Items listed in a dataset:
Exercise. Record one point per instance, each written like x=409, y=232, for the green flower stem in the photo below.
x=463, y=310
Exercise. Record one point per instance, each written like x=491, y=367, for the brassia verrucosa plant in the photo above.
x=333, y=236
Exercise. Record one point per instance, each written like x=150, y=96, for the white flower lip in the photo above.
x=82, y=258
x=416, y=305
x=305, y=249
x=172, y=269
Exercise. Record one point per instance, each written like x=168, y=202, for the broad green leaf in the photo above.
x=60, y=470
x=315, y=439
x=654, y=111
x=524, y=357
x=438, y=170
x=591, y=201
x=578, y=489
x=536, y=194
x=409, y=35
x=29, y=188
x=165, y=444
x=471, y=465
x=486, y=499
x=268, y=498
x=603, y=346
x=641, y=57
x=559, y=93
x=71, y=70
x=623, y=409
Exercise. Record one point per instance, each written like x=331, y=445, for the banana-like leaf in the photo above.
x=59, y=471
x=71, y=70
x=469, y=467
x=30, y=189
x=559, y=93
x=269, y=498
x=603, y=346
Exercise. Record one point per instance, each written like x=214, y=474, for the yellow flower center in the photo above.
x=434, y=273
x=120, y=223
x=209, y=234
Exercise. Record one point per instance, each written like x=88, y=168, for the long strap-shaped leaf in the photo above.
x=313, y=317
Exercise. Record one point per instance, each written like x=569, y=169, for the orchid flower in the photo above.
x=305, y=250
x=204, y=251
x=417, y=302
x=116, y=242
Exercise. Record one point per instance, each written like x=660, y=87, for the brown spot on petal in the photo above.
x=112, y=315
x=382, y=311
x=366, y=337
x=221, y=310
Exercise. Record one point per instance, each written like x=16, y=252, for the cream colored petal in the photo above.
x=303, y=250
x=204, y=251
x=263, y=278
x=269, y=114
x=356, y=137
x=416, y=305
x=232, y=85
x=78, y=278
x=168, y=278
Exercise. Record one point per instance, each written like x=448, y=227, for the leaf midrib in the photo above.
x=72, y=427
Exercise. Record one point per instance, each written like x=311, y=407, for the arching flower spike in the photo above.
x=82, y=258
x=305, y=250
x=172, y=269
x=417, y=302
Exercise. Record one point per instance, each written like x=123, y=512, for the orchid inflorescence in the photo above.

EXERCISE INSTRUCTIONS :: The records need to be copied exactly, with no line left out.

FINAL ANSWER ::
Exercise. Record one point per instance, each written like x=409, y=232, for the green flower stem in the photo below.
x=463, y=310
Exercise. Record one point per instance, each written like x=491, y=367, for the brassia verrucosa plant in the photo above.
x=333, y=236
Exercise. Record one point per instance, each written like x=150, y=96, for the white flower lip in the photo above.
x=82, y=258
x=416, y=305
x=305, y=249
x=172, y=269
Exercise. Record one point per instance, each written like x=168, y=202, for the broad green leaf in the photo above.
x=60, y=470
x=315, y=439
x=654, y=111
x=524, y=357
x=438, y=170
x=591, y=201
x=578, y=489
x=536, y=194
x=409, y=35
x=29, y=188
x=165, y=444
x=471, y=465
x=486, y=499
x=268, y=498
x=603, y=346
x=641, y=57
x=559, y=93
x=71, y=70
x=623, y=409
Exercise. Record one point per instance, each written like x=331, y=445, for the banana-like leaf in the photo above.
x=59, y=471
x=71, y=70
x=469, y=467
x=30, y=189
x=559, y=93
x=269, y=498
x=603, y=346
Exercise. Record one point per instance, each written like x=214, y=474, for the yellow flower center in the photo above.
x=434, y=273
x=120, y=223
x=209, y=234
Exercise. Record one point per instance, each written like x=88, y=168, for the long strap-shaped leaf in the photo above.
x=313, y=317
Exercise. Record one point per instance, each written like x=569, y=169, for the orchid flower in the photo above.
x=305, y=250
x=204, y=251
x=417, y=302
x=116, y=242
Exercise. Record one point per instance, each written like x=660, y=87, for the brown spot on petal in the photo above.
x=112, y=315
x=382, y=311
x=366, y=337
x=221, y=310
Exercise. Record one point per instance, each written like x=16, y=252, for the cream colored petal in the photo above.
x=303, y=250
x=204, y=251
x=263, y=278
x=269, y=114
x=356, y=137
x=416, y=305
x=232, y=85
x=78, y=278
x=168, y=278
Exercise. Record one point per instance, each written like x=448, y=227, for the leaf midrib in the photo above.
x=72, y=427
Exercise. Record one point per instance, each written like x=311, y=407, for the arching flower spike in the photo above.
x=82, y=258
x=305, y=250
x=172, y=269
x=417, y=302
Exercise. Record one point per instance, each written like x=123, y=512, for the orchid inflorescence in the photo above.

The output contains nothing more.